提示された文章 -
++++++++
最近よく話題にしている、パンチャーのピッチングフォームにおける始動が早いか遅いかと言う問題について書きたい。
パンチャーのピッチングでは、後ろ脚に体重を乗せた状態から「エイッ」と力を入れて投げる。瞬発的に大きな力を発揮する意識だ。この意識で一気に投げようとすると、無意識下で下半身が力を発揮し、重心移動が起きる。そして、この意識の中で「エイッ」とやる瞬間を始動の瞬間と言う。
※)ただ、ポイントを抑えずに思い切り投げると、アーム式や担ぎ投げになって、肩や肘の故障に繋がるので、そのへんはラボに来るなり掲示板で聞くなりしてください。掲示板でも大雑把な事は教えられます。
ポイントとしては出来るだけ後ろ脚に体重が乗った状態から始動したいと言う事。つまり、出来るだけ土台となる脚に体重が乗った状態から始動した方が力が出る。それとは逆に、脚を挙げて、脚を降ろして、やや重心移動が進んだ状態で始動するパンチャーの投手も多い。というか、一般的な投球技術理論を考えると、むしろその方が自然だろう。
今回は、始動の早いタイプと始動の遅いタイプを動画で紹介する。もちろん、パンチャータイプとしては始動が早い方が良いのだが、遅いタイプには遅いタイプなりの利点があったりして、一概に投手成績を左右する要因にもなっていないのが、また野球の面白い所だ。
始動の早いタイプ
クレイグ・キンブレル
メジャーで豪速球クローザーと言えばこの人。脚を挙げたらすぐ投げるような感じのフォームだ。ラボでも教えている事だが、脚を挙げて、降ろして、投げるの感覚だと始動が遅い。降ろした時には既に重心が移動しているからだ。なので、脚を挙げて、フッと力を抜いて、ガッと投げると言うリズムで教えている。これでも実際には脚を降ろしたあたりでの始動になる。脚を降ろしてから始動しようとすると、実際にはもっと始動が遅れる。キンブレルも脚を挙げたら、後はリラックスした状態から一気に投げると言うだけのフォームに見える。ただ、こうした始動の早いフォームは遅い変化球が投げにくい。実際、キンブレルもほとんど投げない。
++++++++
元データ -
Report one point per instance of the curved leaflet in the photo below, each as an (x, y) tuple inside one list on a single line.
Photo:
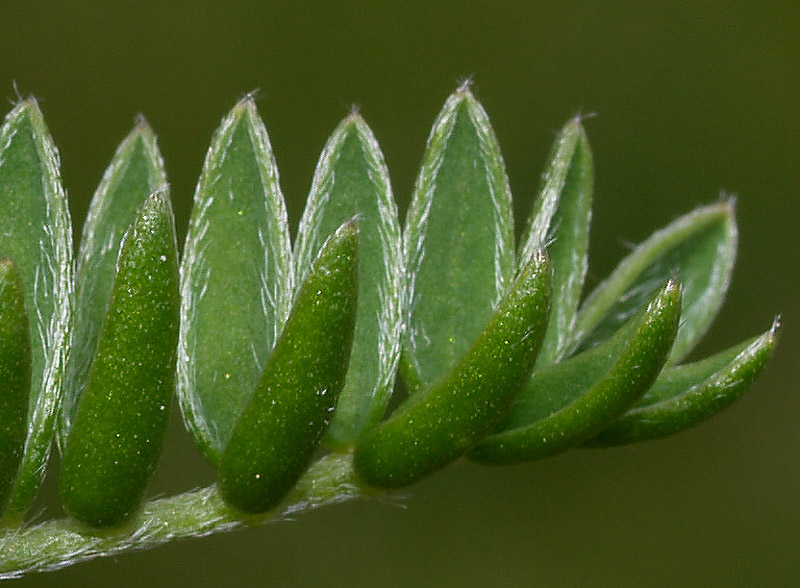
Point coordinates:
[(352, 180), (290, 409), (15, 377), (35, 232), (560, 221), (458, 242), (698, 249), (686, 395), (135, 172), (438, 425), (115, 440), (236, 279), (569, 402)]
++++++++
課題 -
ピッチングフォームの始動についての文章から、「最近よく話題にしている、パン」を含む語句で始まり「のが、また野球の面白い所だ。」で終わる部分を、一字も変えずに書き写す。

完全な解答 -
最近よく話題にしている、パンチャーのピッチングフォームにおける始動が早いか遅いかと言う問題について書きたい。
パンチャーのピッチングでは、後ろ脚に体重を乗せた状態から「エイッ」と力を入れて投げる。瞬発的に大きな力を発揮する意識だ。この意識で一気に投げようとすると、無意識下で下半身が力を発揮し、重心移動が起きる。そして、この意識の中で「エイッ」とやる瞬間を始動の瞬間と言う。
※)ただ、ポイントを抑えずに思い切り投げると、アーム式や担ぎ投げになって、肩や肘の故障に繋がるので、そのへんはラボに来るなり掲示板で聞くなりしてください。掲示板でも大雑把な事は教えられます。
ポイントとしては出来るだけ後ろ脚に体重が乗った状態から始動したいと言う事。つまり、出来るだけ土台となる脚に体重が乗った状態から始動した方が力が出る。それとは逆に、脚を挙げて、脚を降ろして、やや重心移動が進んだ状態で始動するパンチャーの投手も多い。というか、一般的な投球技術理論を考えると、むしろその方が自然だろう。
今回は、始動の早いタイプと始動の遅いタイプを動画で紹介する。もちろん、パンチャータイプとしては始動が早い方が良いのだが、遅いタイプには遅いタイプなりの利点があったりして、一概に投手成績を左右する要因にもなっていないのが、また野球の面白い所だ。